(Aim of the exercise) Extract every line of the records that contains the word "circle", and note that case counts.

(Data listing)
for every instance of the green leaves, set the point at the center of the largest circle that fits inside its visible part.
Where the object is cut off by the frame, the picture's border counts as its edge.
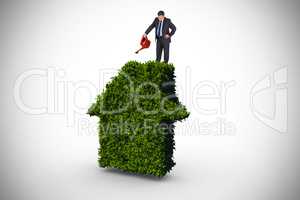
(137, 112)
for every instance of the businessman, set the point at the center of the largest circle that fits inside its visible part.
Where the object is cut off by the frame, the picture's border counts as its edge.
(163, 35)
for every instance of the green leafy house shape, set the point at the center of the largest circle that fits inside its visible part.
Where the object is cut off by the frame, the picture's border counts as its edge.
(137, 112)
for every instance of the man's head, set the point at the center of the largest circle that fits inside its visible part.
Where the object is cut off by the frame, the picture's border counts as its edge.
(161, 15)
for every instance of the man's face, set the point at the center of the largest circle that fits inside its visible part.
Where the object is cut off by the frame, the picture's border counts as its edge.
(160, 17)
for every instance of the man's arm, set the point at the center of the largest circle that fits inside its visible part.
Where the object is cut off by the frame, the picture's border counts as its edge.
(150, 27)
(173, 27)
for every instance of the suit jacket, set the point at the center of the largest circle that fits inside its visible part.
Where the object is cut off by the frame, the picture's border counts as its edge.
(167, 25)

==

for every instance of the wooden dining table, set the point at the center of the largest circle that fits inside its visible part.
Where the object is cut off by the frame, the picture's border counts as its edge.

(Solution for this task)
for every instance of the green leaves, set the point at the center of the largest circle that fits inside its visible part.
for every instance of the businessman, set the point at the center of the largest circle that fits inside its visible part.
for every instance of the green leafy house shape, set the point at the center of the largest circle that fits inside its visible part.
for every instance of the man's head, set the point at the center of the largest circle that fits inside its visible part.
for every instance of the man's face, set the point at the center of the largest circle that fits inside its visible part.
for every instance of the man's arm, set the point at the center of the largest circle that fits inside its visible part.
for every instance of the suit jacket, set the point at the center of the largest circle that fits inside its visible part.
for every instance of the wooden dining table, set the point at the center of the largest circle that fits inside its visible part.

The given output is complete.